_SUPPLIED PASSAGE:_
At the VicWater 2025 Annual Conference, futurist Lucinda Hartley posed a deceptively simple question: Who is the future citizen? It is, she argued, not an abstract idea. Cities are human spaces, shaped by behaviours, lifestyles, and expectations. Too often, planners envision technology-driven skylines but overlook the people who will inhabit them.
Drawing on her background in architecture and entrepreneurship, Hartley reminded delegates that plans often fail because they are overconfident projections of the past. She cited research showing that less than one per cent of major infrastructure projects are delivered on time and on budget, largely due to regulatory shifts, stakeholder complexity, and optimism bias. Yet, she stressed, these obstacles are not insurmountable: “The technology isn’t the problem. It’s the systems and rules that slow us down.”
For the water sector, understanding the next generation is critical. Gen Z, now entering the workforce in large numbers, is the most educated and digitally native generation in history. Many will not stay in one career but move across industries, often as entrepreneurs. This mobility, combined with AI-driven disruption, means utilities must rethink their approach to attracting and retaining talent.
Technology, Hartley warned, is advancing at an exponential rate. AI is no longer an experiment: it is embedded across work and life, demanding new responses from infrastructure and services. For water utilities, she made the striking point that “AI doesn’t exist without huge volumes of water to cool the data centres,” positioning the sector as foundational to the new economy.
Yet her strongest insights were about people, not machines. She described the health risks of urban loneliness, noting that weak social ties, such as chats on public transport or bumping into neighbours, are just as essential to wellbeing as strong family connections. Designing cities that enable these “weak bonds” could extend lifespans as much as medical advances.
Practical strategies also emerged, including young voices in long-term planning, utilising behavioural data alongside community surveys, and experimenting with low-risk pilots before committing to costly projects. In Point Cook, for instance, a temporary street closure transformed a struggling retail strip into a thriving hub, resulting in a 300 per cent increase in visitor spending.
Hartley’s closing message to VicWater 2025 delegates was both pragmatic and hopeful. The future is uncertain, but standing still is not an option. With entrepreneurial mindsets, data-driven insights, and a focus on people, utilities and cities alike can shape futures worth living in.

Referring-expression pointing data
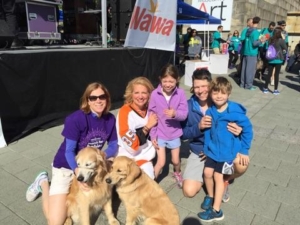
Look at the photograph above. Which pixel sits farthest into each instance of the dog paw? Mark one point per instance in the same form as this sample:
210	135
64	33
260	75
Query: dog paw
68	221
114	222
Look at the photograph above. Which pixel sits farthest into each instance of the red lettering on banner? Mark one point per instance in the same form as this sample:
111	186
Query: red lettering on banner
136	18
203	7
149	23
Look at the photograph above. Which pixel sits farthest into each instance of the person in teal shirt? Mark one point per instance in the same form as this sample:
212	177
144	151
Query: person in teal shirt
243	33
268	33
217	40
277	40
242	39
234	49
251	43
282	25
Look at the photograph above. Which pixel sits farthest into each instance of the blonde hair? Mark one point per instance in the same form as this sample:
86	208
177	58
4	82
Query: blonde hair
130	86
84	106
221	84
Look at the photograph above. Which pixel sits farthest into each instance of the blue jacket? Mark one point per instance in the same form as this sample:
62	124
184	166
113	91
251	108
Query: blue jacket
168	128
220	144
190	126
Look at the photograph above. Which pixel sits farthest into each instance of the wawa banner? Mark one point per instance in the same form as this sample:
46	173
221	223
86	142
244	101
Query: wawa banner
153	25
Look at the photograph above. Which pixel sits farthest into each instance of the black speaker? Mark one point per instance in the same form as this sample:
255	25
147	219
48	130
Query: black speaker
121	15
120	23
6	36
122	6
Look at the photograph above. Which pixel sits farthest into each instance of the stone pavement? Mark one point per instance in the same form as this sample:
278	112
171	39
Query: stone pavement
267	194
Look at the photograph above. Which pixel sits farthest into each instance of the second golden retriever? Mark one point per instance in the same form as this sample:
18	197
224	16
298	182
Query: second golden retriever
92	168
143	198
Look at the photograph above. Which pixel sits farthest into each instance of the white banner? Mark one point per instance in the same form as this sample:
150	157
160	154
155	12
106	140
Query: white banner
153	25
221	9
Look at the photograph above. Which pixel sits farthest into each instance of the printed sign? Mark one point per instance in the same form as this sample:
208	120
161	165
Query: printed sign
221	9
153	25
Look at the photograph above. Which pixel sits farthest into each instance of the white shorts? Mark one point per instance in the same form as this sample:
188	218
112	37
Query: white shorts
61	181
148	169
194	168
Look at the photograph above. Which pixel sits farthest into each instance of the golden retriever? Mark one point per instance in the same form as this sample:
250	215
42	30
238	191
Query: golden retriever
82	204
143	198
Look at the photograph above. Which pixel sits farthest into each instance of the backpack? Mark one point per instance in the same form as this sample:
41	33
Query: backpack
271	52
211	38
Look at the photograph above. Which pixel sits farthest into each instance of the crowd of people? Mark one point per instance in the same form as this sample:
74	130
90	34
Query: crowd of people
153	119
150	121
249	48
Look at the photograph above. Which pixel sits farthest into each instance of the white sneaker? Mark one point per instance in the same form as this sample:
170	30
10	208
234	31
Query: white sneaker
34	189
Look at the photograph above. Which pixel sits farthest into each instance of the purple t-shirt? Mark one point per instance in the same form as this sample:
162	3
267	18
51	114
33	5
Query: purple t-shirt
86	130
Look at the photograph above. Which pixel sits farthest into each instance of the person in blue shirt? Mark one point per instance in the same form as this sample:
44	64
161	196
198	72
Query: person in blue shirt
234	49
193	130
250	52
221	146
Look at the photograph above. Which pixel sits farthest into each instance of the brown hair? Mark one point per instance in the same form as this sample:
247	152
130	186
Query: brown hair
221	84
84	106
170	70
129	89
200	74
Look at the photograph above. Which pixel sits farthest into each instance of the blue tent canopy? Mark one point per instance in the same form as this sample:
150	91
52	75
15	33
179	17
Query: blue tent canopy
187	14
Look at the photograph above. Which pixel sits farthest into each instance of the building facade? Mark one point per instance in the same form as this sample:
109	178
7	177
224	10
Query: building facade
267	10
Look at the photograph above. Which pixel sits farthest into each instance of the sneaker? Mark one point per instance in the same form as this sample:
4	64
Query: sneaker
265	91
211	215
207	203
34	189
226	196
252	88
178	179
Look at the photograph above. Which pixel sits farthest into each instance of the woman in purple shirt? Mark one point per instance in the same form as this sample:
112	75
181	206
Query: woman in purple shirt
92	125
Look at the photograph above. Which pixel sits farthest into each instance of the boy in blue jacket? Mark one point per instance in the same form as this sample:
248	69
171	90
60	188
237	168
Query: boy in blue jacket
221	146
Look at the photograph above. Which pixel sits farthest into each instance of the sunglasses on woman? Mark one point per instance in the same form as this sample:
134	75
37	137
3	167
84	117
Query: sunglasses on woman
93	98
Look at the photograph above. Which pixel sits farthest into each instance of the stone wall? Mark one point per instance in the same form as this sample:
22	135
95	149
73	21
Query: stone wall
267	10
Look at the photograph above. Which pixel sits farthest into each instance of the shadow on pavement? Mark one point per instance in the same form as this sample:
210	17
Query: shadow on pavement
191	221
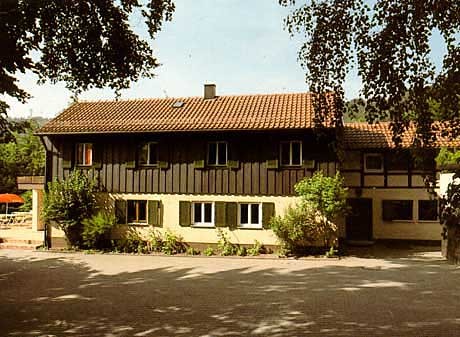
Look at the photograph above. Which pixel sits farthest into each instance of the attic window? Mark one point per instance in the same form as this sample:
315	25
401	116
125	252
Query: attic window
178	104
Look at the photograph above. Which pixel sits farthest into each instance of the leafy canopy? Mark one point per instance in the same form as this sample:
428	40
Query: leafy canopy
86	44
389	43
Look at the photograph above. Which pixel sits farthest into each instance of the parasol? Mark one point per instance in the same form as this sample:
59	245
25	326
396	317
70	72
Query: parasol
8	198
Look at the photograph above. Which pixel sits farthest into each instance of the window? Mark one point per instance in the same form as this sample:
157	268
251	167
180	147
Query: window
373	162
397	210
137	211
250	216
217	153
428	210
84	154
291	153
148	154
203	214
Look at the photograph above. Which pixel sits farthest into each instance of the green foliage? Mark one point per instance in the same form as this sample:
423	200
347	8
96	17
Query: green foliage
224	245
23	156
209	251
447	157
312	221
68	202
97	230
388	42
58	35
256	249
27	205
172	244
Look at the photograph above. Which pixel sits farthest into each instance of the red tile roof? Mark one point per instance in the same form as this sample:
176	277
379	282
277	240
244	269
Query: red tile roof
245	112
379	135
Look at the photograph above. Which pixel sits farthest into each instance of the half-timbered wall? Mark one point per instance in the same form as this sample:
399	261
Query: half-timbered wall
180	152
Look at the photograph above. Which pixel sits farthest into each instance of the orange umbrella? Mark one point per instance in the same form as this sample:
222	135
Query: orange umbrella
8	198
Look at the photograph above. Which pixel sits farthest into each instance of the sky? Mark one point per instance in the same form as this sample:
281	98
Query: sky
238	45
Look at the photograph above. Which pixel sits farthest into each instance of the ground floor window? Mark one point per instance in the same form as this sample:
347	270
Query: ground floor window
250	215
397	210
203	214
428	210
137	211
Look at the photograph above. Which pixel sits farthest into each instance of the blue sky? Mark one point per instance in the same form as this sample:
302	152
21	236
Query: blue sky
239	45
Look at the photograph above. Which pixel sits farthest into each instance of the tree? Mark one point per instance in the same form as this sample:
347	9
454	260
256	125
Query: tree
389	44
87	44
25	156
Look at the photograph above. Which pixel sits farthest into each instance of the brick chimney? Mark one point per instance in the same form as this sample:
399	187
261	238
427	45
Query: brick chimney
209	91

_TASK PROMPT:_ Copy the passage on Hartley's conference talk between "Technology, Hartley warned, is" and "as medical advances.", inclusive, substituting "social isolation" for "urban loneliness".

_WRITTEN SOLUTION:_
Technology, Hartley warned, is advancing at an exponential rate. AI is no longer an experiment: it is embedded across work and life, demanding new responses from infrastructure and services. For water utilities, she made the striking point that “AI doesn’t exist without huge volumes of water to cool the data centres,” positioning the sector as foundational to the new economy.
Yet her strongest insights were about people, not machines. She described the health risks of social isolation, noting that weak social ties, such as chats on public transport or bumping into neighbours, are just as essential to wellbeing as strong family connections. Designing cities that enable these “weak bonds” could extend lifespans as much as medical advances.